- _TRECHO DA PÁGINA_:
Caro amigo Jorge,
Há dias venho matutando com uma coisa que já está incomodando, embora não acrescente nada pelo lado moral da doutrina.
Talvez seja mais cômodo, embora difícil, deixar a ciência para os homens de ciências e aos homens de bem o progresso espiritual, como disse a Espiritualidade a Kardec.
Certo que nossa preocupação deve se limitar ao moral e ao agora, o momento do plantio e não ir buscar o passado para explicações que talvez não acrescentem nada ao lado moral da doutrina.
No entanto, como o Espiritismo é filosofia, religião e ciência, preocupa-me a abordagem que um sem número de companheiros dá à frase de Denis: “O espírito dorme no mineral, respira no vegetal, move-se no animal e pensa no homem”, movidos por um certo ar professoral quando se referem a essa possibilidade.
Será que Denis quis dizer isso mesmo? O que haveria por trás dessas palavras?
Para mim parece clara a resposta ao tema, observando o contido na questão 76 do Livro dos Espíritos:
- Que definição se pode dar dos Espíritos?
“Pode-se dizer que os Espíritos são os seres inteligentes da Criação. Eles povoam o universo, fora do mundo material”.
Nota de Kardec: A palavra “Espírito” é empregada aqui para designar a individualidade e não mais o elemento inteligente universal.
Daí em diante, excluídos os minerais, estariam incluídos os vegetais e os animais.

- _DADOS FORNECIDOS_:

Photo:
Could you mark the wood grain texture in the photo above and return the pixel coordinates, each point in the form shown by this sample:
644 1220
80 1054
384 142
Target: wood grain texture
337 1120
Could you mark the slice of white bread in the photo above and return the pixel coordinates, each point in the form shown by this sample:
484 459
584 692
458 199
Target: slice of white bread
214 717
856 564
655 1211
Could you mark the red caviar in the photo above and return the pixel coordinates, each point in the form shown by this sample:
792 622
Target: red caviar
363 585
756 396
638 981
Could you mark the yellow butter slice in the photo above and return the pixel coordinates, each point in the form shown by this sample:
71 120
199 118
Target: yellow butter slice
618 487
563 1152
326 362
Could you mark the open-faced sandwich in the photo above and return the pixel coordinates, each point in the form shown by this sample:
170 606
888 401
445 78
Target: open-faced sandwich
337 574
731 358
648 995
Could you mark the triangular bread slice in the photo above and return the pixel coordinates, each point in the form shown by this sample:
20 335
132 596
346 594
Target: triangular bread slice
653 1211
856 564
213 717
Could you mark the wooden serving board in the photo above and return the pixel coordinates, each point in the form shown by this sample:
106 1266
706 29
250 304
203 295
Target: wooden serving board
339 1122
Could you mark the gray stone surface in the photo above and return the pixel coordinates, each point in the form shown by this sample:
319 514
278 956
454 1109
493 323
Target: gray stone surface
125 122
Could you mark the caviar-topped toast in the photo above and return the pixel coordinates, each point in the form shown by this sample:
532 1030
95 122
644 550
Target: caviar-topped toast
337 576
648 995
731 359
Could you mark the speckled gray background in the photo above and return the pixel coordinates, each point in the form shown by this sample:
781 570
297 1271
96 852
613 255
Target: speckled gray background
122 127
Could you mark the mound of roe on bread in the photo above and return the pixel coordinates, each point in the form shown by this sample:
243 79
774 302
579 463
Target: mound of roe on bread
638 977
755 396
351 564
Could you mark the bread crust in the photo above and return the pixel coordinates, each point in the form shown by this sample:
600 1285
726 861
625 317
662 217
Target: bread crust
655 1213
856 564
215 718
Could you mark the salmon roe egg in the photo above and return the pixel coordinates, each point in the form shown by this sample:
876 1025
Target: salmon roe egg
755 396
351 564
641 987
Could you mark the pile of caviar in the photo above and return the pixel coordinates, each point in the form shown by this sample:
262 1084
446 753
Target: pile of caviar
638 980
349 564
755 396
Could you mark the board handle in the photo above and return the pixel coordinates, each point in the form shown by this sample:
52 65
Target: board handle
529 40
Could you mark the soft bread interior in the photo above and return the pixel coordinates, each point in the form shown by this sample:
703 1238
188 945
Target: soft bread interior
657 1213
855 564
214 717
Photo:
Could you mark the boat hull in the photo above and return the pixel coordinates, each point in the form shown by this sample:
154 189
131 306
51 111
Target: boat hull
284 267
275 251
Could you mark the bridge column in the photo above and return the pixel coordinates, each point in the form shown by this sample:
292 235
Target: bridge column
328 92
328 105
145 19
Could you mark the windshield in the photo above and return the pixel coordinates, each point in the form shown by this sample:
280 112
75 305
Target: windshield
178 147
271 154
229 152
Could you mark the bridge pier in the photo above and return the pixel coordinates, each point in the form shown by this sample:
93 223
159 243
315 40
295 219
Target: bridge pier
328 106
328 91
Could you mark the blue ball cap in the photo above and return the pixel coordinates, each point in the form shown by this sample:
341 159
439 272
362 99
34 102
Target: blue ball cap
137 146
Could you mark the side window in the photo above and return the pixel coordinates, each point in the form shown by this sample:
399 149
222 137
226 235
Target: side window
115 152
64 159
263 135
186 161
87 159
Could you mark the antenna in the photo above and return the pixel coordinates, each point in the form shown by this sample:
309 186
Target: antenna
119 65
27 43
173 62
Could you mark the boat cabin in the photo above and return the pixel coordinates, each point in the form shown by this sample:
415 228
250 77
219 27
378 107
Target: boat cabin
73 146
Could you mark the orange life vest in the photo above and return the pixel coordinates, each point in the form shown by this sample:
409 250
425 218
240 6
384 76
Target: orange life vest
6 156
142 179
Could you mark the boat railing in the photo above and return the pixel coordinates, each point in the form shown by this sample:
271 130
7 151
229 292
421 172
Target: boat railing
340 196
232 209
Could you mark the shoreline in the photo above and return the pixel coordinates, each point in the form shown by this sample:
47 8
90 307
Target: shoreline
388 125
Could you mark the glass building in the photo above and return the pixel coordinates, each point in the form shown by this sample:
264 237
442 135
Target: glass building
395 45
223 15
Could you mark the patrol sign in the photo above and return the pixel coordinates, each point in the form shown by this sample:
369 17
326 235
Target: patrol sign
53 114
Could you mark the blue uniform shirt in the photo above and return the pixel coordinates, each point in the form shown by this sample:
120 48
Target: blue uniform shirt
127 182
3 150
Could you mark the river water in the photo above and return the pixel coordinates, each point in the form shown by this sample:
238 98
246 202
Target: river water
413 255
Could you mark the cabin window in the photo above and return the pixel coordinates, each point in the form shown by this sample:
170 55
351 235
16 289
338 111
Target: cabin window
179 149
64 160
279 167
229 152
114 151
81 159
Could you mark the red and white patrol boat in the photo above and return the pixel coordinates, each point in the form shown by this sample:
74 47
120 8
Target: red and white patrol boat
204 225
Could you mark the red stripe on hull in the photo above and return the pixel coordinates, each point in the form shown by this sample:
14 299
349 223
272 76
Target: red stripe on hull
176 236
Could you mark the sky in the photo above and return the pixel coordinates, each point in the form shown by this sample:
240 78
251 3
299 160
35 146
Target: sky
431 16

--

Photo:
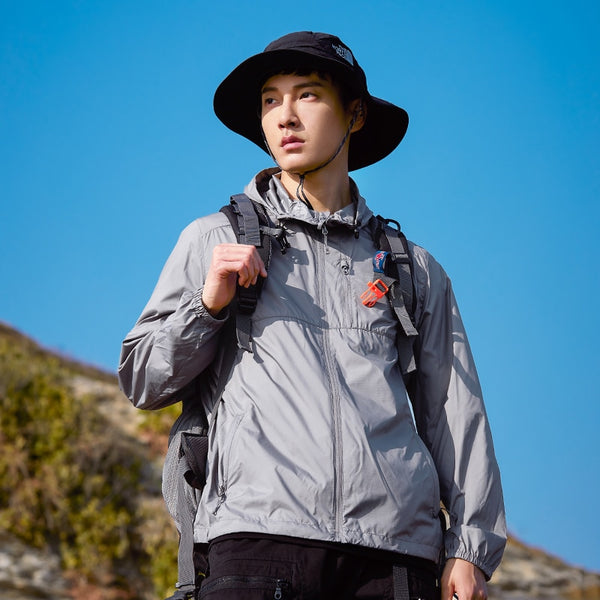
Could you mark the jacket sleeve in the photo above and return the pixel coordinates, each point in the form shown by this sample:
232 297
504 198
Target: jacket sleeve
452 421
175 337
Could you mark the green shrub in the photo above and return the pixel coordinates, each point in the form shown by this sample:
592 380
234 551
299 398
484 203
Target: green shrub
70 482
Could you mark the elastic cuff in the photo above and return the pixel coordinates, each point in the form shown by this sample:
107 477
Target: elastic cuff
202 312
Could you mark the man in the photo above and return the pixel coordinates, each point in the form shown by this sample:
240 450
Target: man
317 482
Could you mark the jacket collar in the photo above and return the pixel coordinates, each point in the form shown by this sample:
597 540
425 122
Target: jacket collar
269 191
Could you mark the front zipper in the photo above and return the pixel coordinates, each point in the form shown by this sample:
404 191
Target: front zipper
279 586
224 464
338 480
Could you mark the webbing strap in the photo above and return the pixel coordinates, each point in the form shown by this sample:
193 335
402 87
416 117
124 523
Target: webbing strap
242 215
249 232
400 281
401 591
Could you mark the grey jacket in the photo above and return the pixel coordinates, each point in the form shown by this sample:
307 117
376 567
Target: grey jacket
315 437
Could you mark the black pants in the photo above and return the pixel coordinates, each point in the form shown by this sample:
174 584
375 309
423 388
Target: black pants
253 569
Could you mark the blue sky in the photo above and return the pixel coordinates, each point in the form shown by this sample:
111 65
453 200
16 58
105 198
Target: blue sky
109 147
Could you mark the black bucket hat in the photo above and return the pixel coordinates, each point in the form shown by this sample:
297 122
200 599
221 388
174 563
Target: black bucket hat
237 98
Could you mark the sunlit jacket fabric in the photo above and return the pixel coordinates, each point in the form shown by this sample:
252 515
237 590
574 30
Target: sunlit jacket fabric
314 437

--

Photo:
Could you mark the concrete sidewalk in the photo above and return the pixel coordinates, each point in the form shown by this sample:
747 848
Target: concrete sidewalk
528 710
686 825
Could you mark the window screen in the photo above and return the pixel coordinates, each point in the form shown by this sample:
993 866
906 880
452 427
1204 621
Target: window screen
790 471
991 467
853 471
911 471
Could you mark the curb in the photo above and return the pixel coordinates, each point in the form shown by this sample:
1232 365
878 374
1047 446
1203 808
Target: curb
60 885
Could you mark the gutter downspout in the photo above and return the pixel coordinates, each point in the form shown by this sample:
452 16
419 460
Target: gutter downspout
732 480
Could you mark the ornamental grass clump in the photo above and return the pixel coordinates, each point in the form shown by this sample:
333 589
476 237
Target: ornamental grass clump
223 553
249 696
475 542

- _DETALHES DO PROBLEMA_: No trecho da página, qual questão do Livro dos Espíritos é citada para responder ao tema da frase de Denis?

- _RESULTADO DA TAREFA_: A questão 76.